Start of DATASET
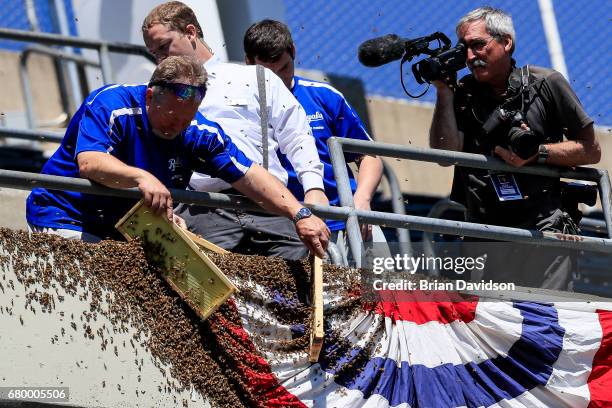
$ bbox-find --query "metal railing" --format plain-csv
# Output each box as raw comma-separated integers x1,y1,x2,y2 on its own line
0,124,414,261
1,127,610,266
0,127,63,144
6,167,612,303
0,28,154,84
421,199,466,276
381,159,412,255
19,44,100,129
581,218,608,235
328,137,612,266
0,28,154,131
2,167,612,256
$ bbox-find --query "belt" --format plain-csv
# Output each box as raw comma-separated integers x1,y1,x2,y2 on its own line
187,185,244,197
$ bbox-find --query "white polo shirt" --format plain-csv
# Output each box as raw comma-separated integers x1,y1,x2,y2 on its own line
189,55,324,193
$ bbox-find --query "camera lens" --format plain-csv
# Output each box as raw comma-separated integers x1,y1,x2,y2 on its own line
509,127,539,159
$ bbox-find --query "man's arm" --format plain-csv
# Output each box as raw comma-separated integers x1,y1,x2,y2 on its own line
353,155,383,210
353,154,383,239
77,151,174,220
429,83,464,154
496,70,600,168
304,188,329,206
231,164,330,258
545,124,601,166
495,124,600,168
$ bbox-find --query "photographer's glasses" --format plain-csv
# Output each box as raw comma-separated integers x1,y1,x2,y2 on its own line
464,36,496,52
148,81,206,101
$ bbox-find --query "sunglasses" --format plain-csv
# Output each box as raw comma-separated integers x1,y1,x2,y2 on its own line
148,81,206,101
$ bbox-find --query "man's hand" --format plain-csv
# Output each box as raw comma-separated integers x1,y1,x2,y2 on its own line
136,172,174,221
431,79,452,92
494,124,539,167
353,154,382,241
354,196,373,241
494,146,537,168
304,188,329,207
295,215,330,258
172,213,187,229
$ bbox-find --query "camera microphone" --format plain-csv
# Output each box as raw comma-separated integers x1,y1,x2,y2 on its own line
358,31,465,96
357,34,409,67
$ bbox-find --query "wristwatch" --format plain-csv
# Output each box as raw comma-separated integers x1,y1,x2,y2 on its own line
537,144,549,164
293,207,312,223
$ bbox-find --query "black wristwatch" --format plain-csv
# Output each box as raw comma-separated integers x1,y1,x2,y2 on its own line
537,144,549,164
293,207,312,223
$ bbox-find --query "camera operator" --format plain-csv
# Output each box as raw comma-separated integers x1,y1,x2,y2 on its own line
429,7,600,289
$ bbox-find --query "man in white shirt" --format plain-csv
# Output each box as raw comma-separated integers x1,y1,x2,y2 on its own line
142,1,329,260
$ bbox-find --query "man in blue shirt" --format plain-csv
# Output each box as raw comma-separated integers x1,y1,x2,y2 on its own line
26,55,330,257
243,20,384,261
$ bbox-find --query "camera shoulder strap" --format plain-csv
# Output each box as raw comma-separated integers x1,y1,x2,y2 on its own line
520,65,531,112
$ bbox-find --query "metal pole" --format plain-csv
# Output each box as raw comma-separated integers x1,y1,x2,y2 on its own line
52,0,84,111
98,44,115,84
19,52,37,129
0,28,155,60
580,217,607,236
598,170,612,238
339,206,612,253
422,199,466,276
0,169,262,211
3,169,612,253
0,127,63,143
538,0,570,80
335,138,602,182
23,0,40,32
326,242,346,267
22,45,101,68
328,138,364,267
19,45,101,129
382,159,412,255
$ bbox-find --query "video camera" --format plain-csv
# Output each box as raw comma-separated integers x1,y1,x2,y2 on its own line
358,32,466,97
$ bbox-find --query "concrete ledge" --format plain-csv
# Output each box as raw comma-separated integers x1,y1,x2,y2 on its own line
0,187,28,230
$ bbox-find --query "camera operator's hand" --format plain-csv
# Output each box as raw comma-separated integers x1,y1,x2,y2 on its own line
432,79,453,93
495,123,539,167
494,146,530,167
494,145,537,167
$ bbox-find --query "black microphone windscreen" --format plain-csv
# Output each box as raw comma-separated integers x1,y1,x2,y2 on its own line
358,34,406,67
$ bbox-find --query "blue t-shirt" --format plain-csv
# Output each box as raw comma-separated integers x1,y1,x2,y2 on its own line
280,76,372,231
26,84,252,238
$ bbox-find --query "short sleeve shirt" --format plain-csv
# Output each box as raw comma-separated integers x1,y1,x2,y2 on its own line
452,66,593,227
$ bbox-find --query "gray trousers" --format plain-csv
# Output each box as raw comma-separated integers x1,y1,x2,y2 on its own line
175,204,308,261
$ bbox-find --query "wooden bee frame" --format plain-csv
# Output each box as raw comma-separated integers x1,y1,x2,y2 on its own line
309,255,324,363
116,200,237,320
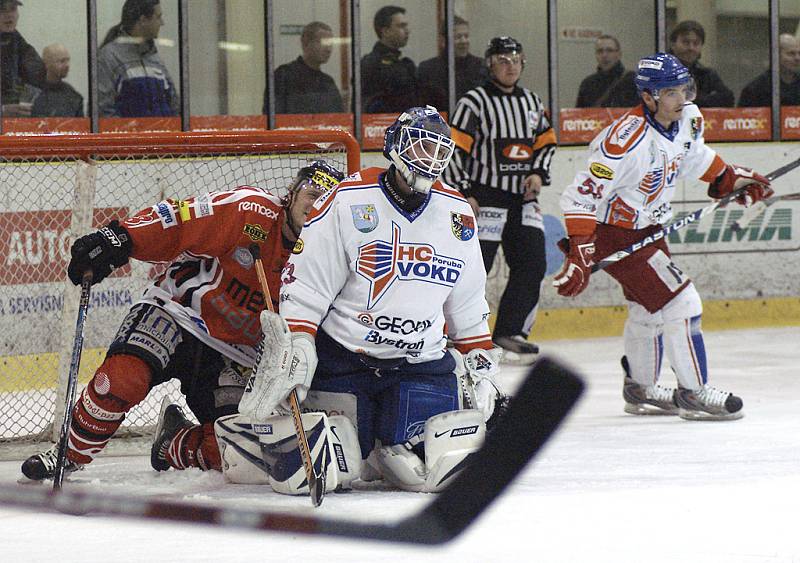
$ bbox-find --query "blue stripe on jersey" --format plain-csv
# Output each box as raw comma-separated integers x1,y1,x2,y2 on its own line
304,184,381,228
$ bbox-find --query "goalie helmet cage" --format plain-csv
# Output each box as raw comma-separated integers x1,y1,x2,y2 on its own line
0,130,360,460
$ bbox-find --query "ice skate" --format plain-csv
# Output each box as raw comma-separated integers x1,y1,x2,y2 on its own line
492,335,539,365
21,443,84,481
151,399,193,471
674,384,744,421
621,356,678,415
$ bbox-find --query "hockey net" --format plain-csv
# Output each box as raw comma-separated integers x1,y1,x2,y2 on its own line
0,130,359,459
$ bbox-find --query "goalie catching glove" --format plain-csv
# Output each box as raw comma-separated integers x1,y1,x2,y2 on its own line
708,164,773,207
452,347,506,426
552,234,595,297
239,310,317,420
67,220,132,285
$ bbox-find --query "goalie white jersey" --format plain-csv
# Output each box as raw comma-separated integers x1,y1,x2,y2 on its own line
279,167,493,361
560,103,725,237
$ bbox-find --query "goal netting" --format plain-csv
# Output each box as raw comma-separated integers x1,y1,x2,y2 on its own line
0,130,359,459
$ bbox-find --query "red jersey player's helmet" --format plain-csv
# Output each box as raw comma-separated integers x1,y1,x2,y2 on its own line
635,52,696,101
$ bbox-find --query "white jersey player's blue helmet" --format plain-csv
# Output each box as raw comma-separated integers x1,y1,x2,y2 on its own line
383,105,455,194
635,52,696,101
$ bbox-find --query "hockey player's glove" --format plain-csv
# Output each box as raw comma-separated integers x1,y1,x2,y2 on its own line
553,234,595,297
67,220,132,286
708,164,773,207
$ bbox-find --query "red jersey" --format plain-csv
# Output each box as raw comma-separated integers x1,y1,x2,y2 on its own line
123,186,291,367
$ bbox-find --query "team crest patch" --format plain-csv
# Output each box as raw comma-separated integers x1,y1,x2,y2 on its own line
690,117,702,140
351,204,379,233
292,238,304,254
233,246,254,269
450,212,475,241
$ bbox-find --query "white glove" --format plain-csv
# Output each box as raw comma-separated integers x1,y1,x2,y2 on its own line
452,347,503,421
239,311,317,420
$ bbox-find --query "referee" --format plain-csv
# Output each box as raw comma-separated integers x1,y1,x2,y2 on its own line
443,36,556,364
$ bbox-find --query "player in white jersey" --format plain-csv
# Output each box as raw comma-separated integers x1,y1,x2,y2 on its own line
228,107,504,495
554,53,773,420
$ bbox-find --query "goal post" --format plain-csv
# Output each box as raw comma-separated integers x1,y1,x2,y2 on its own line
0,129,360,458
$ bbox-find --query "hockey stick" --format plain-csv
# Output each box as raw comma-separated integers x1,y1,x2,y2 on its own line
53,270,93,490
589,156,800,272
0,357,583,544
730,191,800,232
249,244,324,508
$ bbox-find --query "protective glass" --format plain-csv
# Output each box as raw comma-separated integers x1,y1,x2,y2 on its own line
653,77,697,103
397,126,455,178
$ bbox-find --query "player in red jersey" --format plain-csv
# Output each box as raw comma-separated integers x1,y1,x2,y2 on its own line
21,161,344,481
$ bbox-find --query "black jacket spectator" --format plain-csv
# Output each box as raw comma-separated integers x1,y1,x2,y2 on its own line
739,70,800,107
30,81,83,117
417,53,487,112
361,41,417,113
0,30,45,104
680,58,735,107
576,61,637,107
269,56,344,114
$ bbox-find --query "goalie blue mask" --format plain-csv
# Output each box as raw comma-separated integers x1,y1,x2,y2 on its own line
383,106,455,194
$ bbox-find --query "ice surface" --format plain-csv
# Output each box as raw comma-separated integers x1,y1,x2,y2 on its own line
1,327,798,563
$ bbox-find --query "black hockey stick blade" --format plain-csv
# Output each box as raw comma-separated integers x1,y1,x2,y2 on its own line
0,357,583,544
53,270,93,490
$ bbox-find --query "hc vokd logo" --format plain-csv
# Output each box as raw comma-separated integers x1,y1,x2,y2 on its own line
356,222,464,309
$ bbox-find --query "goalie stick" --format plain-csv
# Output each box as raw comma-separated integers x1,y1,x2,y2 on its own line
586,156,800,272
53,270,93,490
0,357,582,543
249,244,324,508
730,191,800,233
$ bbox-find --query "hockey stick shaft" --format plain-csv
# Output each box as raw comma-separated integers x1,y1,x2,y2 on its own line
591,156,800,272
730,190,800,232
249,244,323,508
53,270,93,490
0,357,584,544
End of DATASET
▶ [WHAT YOU NEED TO DO] All of the lines above that carry the string "goalie" need to be found and copied.

▶ [ANSWER TO THE EXERCISE]
$ bbox-find --query "goalie helmet cage" --format plain-csv
$ bbox-find --query "goalie catching glove" --format plain-csv
$ bbox-find --query "goalie white jersey" --format plain-csv
$ bbox-find --query "goalie blue mask" --format plain-csv
$ bbox-find --query "goalie stick" --format plain-csv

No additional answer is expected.